Copy each line below containing "wooden".

▸ **Data to use**
□ □ □ □ □

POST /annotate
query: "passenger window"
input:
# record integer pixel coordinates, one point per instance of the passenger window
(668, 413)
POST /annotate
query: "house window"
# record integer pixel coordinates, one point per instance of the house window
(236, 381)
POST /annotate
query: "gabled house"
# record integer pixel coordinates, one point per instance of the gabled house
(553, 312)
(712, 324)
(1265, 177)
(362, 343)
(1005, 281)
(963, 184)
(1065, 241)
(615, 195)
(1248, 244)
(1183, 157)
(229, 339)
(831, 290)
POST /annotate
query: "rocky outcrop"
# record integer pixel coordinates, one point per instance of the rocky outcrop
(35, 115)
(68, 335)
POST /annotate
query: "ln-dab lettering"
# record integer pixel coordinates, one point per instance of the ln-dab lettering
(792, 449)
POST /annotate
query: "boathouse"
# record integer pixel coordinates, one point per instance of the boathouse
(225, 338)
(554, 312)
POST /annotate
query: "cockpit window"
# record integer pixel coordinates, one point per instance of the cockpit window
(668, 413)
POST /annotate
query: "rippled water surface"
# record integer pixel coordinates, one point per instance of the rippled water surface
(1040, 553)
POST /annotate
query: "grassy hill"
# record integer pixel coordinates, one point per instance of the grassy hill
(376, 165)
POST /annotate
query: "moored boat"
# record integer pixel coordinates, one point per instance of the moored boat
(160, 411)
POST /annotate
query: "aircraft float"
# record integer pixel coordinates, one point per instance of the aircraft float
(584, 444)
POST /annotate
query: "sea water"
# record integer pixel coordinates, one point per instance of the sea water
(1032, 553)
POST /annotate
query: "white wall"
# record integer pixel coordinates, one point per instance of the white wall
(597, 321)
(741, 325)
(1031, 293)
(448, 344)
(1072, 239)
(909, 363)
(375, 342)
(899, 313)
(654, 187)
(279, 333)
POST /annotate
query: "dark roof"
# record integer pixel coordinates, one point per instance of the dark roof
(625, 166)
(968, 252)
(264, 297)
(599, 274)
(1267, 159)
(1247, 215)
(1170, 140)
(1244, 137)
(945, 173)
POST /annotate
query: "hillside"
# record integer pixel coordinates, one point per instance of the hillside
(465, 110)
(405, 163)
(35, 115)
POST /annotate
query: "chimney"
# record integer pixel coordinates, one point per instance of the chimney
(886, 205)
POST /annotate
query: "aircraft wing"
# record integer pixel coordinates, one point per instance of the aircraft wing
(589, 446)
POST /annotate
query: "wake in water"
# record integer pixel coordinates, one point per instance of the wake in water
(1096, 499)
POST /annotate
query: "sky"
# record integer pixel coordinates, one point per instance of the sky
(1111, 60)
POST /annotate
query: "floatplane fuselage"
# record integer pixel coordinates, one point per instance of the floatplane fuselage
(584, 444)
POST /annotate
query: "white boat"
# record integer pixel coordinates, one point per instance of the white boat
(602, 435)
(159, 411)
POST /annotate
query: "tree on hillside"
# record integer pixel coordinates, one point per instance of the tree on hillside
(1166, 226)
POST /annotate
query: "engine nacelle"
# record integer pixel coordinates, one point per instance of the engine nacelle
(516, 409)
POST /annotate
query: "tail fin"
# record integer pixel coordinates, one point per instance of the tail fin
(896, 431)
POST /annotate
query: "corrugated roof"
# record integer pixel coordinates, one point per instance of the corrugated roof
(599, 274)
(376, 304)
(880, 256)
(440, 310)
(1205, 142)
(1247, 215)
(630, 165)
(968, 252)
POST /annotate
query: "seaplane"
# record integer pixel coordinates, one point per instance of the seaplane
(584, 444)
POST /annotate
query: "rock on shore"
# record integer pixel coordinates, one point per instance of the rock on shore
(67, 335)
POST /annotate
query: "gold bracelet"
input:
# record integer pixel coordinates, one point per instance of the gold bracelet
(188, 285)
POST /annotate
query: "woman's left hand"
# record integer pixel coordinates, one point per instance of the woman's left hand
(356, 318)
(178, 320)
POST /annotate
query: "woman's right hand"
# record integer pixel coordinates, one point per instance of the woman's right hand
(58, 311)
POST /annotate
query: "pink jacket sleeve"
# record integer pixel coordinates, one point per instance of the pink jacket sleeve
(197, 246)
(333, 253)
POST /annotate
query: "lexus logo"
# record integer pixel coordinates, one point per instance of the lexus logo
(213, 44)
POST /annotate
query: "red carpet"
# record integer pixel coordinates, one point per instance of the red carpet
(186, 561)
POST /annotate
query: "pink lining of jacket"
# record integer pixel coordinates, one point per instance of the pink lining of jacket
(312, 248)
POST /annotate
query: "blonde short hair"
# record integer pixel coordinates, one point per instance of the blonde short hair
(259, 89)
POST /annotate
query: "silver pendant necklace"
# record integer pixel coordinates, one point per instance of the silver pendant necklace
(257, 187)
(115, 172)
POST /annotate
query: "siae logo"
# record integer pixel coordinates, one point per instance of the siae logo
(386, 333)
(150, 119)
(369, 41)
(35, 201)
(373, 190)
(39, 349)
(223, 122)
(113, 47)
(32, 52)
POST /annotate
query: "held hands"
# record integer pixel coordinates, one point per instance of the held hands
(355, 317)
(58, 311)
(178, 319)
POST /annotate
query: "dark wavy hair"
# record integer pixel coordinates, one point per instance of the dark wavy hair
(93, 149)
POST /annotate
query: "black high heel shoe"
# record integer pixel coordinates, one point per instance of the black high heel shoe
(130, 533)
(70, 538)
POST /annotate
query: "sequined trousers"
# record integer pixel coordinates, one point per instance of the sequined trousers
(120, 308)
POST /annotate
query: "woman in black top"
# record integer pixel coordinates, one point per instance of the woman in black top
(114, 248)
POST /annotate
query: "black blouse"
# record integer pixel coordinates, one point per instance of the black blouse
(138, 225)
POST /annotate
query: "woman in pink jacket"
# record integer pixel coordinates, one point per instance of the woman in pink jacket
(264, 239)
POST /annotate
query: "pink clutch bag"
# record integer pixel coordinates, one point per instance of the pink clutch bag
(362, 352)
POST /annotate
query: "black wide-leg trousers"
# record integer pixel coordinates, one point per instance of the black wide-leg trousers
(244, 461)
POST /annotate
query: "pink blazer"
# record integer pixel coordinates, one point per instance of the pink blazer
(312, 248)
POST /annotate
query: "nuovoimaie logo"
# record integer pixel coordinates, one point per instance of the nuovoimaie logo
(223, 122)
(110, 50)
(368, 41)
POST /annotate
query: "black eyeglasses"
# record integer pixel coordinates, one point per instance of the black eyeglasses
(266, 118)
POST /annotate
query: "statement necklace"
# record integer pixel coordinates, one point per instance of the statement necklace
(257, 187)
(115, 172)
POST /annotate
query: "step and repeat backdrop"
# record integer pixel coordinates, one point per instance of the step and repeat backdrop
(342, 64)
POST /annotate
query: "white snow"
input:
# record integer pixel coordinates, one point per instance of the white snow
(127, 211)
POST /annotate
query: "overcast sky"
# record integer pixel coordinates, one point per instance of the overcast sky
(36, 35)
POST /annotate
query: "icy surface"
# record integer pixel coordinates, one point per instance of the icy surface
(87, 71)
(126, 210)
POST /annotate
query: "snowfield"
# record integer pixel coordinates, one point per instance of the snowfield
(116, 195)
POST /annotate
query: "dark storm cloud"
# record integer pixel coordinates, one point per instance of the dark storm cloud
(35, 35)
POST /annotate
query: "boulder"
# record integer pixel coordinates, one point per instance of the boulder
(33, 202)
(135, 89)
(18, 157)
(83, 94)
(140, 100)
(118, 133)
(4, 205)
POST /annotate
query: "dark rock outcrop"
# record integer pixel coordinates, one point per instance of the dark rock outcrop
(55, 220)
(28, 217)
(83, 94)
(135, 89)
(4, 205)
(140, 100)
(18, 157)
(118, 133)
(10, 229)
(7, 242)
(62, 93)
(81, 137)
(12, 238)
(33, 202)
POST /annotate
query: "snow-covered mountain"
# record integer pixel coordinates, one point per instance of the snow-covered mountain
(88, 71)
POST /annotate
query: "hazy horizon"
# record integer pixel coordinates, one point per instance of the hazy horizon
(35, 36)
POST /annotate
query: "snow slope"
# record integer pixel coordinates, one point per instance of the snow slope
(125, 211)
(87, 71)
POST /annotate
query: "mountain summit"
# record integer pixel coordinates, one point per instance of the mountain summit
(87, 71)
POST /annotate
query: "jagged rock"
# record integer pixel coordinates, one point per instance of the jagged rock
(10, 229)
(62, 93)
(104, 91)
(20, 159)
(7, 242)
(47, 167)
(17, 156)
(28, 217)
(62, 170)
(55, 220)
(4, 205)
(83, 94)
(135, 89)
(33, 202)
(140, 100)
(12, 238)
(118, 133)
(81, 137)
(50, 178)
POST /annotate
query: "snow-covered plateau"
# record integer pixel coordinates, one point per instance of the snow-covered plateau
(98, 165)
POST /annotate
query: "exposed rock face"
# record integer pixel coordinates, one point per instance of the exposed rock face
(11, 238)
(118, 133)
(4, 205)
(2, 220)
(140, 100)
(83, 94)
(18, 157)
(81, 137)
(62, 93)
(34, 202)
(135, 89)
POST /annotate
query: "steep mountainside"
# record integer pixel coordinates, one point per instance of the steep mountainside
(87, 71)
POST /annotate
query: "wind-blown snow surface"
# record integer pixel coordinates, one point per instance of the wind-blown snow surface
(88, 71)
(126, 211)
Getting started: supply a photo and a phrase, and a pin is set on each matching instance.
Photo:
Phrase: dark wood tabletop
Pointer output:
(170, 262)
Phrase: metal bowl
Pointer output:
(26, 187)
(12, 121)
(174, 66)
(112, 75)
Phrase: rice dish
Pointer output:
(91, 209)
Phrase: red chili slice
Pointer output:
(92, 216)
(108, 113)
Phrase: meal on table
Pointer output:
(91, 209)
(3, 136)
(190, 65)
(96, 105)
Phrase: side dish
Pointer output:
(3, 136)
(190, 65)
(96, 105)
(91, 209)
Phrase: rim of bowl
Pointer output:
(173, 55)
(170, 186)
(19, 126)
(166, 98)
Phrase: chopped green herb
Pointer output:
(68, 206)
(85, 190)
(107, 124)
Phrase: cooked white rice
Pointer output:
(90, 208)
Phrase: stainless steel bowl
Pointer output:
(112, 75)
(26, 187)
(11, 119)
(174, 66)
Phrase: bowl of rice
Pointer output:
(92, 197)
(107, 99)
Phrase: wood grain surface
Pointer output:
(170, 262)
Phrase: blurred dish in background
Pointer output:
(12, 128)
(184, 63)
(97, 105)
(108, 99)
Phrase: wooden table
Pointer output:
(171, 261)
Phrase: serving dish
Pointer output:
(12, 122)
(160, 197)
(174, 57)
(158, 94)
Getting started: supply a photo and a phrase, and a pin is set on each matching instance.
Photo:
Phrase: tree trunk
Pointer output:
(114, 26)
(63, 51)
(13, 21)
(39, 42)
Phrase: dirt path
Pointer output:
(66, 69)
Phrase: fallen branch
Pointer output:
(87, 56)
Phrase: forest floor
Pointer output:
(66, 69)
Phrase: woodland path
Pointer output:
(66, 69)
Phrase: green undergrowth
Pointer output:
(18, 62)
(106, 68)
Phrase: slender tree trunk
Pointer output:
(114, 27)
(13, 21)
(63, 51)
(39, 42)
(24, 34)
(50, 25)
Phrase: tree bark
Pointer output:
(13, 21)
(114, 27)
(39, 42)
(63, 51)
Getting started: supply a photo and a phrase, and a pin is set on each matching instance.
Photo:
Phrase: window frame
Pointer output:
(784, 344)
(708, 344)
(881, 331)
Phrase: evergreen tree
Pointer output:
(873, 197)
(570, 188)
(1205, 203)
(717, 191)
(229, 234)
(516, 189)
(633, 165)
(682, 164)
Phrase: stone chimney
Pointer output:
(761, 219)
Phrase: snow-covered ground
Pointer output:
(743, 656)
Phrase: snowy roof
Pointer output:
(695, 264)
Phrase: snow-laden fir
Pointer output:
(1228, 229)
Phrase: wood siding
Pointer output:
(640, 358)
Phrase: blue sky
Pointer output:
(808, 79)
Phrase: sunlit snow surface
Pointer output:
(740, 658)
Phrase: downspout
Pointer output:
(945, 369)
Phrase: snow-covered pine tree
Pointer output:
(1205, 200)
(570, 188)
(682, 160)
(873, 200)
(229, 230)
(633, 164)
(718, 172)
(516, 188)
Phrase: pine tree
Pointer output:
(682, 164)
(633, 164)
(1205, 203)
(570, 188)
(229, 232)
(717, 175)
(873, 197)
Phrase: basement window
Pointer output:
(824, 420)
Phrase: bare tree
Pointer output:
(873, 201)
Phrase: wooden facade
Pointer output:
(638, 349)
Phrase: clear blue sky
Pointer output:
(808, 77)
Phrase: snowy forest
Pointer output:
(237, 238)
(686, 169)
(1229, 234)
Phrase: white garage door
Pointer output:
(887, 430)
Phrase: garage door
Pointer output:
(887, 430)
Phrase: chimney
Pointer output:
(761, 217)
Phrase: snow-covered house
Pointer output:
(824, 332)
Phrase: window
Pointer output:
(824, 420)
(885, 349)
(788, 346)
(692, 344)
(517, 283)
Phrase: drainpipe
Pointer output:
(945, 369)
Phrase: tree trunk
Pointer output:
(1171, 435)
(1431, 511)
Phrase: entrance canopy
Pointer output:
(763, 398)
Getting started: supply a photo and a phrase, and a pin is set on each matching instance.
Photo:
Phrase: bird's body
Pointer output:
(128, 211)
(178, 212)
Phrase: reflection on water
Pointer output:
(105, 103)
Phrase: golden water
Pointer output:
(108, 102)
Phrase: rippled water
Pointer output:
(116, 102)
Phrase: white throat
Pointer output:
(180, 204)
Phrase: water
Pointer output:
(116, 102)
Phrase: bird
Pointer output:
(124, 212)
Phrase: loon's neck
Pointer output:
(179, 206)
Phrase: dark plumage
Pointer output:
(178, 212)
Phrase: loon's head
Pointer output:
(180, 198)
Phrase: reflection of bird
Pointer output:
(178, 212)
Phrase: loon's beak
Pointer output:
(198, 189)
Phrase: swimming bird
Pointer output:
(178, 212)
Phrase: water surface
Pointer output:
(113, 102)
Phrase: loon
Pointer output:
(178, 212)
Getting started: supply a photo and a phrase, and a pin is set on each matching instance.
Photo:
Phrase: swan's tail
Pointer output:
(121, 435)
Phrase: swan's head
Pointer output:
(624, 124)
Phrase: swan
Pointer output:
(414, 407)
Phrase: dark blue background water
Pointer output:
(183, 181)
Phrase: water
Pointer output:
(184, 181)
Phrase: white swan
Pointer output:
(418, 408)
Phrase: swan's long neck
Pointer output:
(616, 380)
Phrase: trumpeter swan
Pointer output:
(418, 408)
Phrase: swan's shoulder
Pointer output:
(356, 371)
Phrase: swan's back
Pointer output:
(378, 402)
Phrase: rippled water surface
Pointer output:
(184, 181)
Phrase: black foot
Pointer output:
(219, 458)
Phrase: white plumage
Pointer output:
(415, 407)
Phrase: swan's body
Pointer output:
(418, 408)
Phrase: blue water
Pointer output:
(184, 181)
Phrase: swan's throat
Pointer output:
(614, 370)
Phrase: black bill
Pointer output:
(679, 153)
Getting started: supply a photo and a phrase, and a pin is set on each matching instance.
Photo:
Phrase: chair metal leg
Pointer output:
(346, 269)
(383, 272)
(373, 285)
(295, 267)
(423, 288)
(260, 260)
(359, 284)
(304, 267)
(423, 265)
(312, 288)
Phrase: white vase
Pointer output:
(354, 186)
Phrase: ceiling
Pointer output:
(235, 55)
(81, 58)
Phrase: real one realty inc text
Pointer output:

□ □ □ □ □

▸ **Finished exercise**
Phrase: wooden table
Phrase: wooden facade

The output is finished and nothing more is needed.